**THE REQUEST**
Retype the records below exactly as they appear.

**MATERIAL SHOWN**
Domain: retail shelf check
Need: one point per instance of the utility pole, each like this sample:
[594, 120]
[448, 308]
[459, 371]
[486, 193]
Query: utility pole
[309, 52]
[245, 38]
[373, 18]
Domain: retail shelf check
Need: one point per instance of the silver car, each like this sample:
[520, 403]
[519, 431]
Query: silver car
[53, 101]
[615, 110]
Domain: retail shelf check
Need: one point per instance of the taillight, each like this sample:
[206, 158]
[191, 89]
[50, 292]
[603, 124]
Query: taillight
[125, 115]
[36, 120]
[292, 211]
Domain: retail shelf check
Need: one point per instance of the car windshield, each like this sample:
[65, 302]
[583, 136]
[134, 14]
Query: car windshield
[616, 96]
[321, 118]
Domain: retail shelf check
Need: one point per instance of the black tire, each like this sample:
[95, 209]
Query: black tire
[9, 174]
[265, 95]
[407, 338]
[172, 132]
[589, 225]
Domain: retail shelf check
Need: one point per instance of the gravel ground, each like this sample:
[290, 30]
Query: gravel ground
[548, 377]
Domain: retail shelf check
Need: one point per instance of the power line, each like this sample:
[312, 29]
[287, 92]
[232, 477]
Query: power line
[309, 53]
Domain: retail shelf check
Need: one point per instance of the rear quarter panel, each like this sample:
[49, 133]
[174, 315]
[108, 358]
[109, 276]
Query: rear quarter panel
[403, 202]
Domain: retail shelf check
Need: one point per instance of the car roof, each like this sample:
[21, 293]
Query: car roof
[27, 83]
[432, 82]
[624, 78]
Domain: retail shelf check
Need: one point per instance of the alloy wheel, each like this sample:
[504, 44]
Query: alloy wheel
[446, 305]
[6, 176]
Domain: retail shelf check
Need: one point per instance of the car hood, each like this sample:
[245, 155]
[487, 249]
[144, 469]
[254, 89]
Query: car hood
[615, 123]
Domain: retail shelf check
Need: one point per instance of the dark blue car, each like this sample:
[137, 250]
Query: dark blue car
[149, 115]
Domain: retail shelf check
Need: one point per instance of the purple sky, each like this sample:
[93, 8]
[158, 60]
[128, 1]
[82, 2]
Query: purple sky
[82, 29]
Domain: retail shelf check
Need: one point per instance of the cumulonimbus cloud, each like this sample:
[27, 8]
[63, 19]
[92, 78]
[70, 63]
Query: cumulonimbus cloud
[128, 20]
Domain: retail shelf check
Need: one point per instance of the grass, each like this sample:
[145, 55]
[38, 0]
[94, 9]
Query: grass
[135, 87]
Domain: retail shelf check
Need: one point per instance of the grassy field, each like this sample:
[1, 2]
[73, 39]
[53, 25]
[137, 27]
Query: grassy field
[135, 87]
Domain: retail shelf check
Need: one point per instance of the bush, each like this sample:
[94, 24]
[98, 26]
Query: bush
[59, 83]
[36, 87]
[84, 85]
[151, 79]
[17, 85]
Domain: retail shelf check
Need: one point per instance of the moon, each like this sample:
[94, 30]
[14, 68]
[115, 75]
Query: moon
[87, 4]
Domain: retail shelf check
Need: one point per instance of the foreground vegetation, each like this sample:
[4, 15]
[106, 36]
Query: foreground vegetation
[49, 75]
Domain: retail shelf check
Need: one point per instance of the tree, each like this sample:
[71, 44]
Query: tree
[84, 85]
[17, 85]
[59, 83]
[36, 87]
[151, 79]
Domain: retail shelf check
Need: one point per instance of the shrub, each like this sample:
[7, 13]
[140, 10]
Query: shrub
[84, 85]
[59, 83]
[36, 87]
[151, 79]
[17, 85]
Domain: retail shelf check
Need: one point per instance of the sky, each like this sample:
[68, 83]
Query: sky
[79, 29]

**OUTPUT OF THE TASK**
Domain: retail shelf check
Need: one point per instance of the utility pole, each like this sample:
[594, 120]
[448, 308]
[459, 371]
[486, 193]
Query: utility pole
[309, 52]
[245, 38]
[373, 18]
Domain: retail shelf check
Need: one point per instance of the silver car, each like this sample:
[520, 403]
[519, 431]
Query: silver car
[53, 101]
[615, 110]
Domain: retail shelf check
Need: one point per instance of the taillight, each like this sample:
[206, 158]
[191, 89]
[50, 292]
[603, 124]
Query: taillight
[125, 115]
[36, 120]
[292, 211]
Domain: retail shelf check
Need: one point per instance of the car windshield, each like this sample:
[65, 302]
[583, 136]
[134, 14]
Query: car windshield
[616, 96]
[321, 118]
Domain: retail shelf check
Need: one point per instance of the black tire, each like this sample:
[95, 209]
Query: black tire
[9, 174]
[265, 95]
[407, 338]
[172, 132]
[589, 225]
Domain: retail shelf check
Need: one point per instance of the gravel ground, each like this sample:
[290, 30]
Query: gravel ground
[548, 377]
Domain: retail shelf check
Need: one point per instance of the power line, each like this sample:
[312, 29]
[287, 92]
[232, 477]
Query: power line
[309, 53]
Domain: retail shelf check
Need: one point per instance of the rear quarter panel, each like this sample:
[49, 133]
[174, 315]
[108, 358]
[109, 276]
Query: rear quarter panel
[403, 202]
Domain: retail shelf check
Need: one point per instance of the car roof, each like this sample:
[21, 293]
Query: car roof
[27, 83]
[432, 82]
[624, 78]
Domain: retail shelf check
Need: one point per instance of the alloy wheel, each like this sample:
[504, 44]
Query: alloy wheel
[446, 305]
[6, 176]
Domain: retail shelf check
Need: one point per instance of the car hood, each like this sample:
[245, 155]
[487, 249]
[144, 469]
[254, 89]
Query: car hood
[615, 123]
Domain: retail shelf check
Need: one point per instance of the dark blue car, each like this sample:
[137, 250]
Query: dark blue car
[149, 115]
Domain: retail shelf check
Need: one point per instance of the purple sky, each like this sample:
[93, 8]
[158, 60]
[128, 1]
[82, 2]
Query: purple sky
[82, 29]
Domain: retail shelf check
Need: one point per instance of the cumulonimbus cloud, each like this sample:
[27, 8]
[63, 19]
[92, 78]
[70, 63]
Query: cumulonimbus cloud
[128, 20]
Domain: retail shelf check
Need: one point per instance of the grass, each like this sample:
[145, 55]
[38, 0]
[94, 9]
Query: grass
[135, 87]
Domain: retail shelf check
Need: one point per instance of the grassy field, each like this sample:
[1, 2]
[73, 39]
[53, 25]
[137, 27]
Query: grassy field
[135, 87]
Domain: retail shelf check
Need: one point per instance of the bush, each like this sample:
[94, 24]
[98, 26]
Query: bush
[59, 83]
[36, 87]
[84, 85]
[151, 79]
[17, 85]
Domain: retail shelf check
Need: one point per instance of the moon, each like this sample:
[94, 30]
[14, 68]
[115, 75]
Query: moon
[87, 4]
Domain: retail shelf check
Need: one point per instance of the foreground vegetation, each like this sample:
[4, 15]
[106, 36]
Query: foreground vegetation
[49, 75]
Domain: retail shelf check
Need: one point per instance of the tree, each like this sample:
[71, 44]
Query: tree
[84, 85]
[17, 85]
[59, 83]
[36, 87]
[151, 79]
Domain: retail shelf check
Need: one point per instance of the shrub, each like this sample:
[7, 13]
[140, 10]
Query: shrub
[84, 85]
[59, 83]
[36, 87]
[151, 79]
[17, 85]
Domain: retail shelf check
Need: one point per instance of the sky, each like this sample:
[68, 83]
Query: sky
[79, 29]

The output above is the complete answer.